--- Begin ---

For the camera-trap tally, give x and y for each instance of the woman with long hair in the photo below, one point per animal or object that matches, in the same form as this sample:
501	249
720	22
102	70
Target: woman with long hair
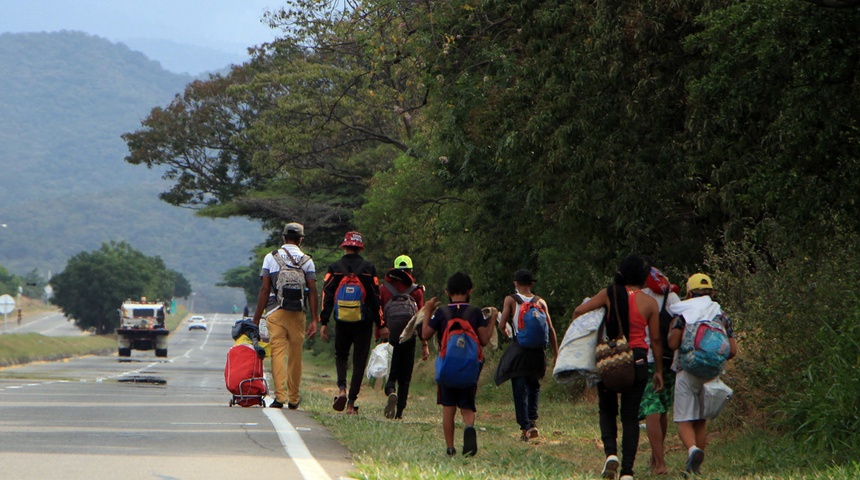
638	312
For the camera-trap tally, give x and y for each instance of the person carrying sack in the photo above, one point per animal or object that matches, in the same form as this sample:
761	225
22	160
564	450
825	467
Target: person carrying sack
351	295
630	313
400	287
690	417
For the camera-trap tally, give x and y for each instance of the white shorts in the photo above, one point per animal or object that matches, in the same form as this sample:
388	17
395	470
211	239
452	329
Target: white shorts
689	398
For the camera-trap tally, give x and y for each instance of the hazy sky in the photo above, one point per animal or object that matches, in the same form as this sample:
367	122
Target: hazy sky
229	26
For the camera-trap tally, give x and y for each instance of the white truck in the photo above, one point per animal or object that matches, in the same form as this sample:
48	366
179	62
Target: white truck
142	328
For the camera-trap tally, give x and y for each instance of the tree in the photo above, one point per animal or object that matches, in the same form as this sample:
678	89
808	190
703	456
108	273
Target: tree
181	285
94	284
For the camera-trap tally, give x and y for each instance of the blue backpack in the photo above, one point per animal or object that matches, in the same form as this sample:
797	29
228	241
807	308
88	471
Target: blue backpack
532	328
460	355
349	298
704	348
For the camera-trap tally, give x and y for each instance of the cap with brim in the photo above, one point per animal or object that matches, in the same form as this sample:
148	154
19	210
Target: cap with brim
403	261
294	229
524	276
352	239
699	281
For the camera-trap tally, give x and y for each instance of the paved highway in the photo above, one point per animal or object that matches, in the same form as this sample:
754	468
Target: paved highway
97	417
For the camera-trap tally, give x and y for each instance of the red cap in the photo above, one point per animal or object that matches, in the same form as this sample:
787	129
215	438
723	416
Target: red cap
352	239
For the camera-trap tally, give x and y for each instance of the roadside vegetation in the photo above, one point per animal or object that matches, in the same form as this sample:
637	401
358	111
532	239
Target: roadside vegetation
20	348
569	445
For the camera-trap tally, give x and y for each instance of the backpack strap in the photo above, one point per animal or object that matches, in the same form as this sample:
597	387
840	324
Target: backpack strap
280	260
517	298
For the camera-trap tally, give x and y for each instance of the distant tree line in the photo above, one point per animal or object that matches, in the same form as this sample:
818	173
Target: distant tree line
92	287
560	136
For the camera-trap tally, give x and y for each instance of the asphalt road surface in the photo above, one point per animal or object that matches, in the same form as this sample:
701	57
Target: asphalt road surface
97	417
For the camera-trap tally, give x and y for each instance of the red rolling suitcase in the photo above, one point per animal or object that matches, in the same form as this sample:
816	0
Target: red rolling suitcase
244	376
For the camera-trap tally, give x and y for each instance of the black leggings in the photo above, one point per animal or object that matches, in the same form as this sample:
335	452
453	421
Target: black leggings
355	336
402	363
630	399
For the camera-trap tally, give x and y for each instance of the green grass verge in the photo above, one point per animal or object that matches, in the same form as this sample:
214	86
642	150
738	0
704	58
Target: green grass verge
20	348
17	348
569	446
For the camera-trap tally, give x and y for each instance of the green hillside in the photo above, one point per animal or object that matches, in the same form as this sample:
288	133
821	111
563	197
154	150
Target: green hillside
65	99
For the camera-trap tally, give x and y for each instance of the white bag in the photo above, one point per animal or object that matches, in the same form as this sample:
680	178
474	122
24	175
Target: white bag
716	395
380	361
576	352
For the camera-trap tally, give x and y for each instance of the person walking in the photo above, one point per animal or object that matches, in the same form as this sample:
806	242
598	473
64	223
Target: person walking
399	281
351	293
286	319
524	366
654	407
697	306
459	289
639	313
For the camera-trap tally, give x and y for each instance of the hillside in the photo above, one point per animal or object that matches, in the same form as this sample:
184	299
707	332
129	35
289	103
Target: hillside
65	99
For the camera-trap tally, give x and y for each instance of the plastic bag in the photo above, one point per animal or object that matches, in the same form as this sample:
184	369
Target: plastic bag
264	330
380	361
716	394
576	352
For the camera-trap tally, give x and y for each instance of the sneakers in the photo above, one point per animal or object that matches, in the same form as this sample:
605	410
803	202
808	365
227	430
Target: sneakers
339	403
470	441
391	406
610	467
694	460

--- End ---

• Required task
Reproduce the listing from the line containing "of the plastic" through the end of the listing, both ends included, keeping every request line and its sample coordinates unchanged. Multiply each x and y coordinate in the answers by 1.75, rounding each result to the nearest whole number with halves rounded up.

• Written answer
For the camera-trap tally, give x and y for each instance of the plastic bag in the photo above, one point per animal or object that matches, in the same form as this sample:
184	369
Target: plastic bag
462	578
665	632
1253	690
1008	616
For the camera-trap tally, give x and y for each instance of the sneakers in the photo above, one point per animal or object that matches, in the same form as this sample:
605	410
803	202
808	365
227	430
Target: sneakers
593	705
823	772
684	711
1068	817
1215	805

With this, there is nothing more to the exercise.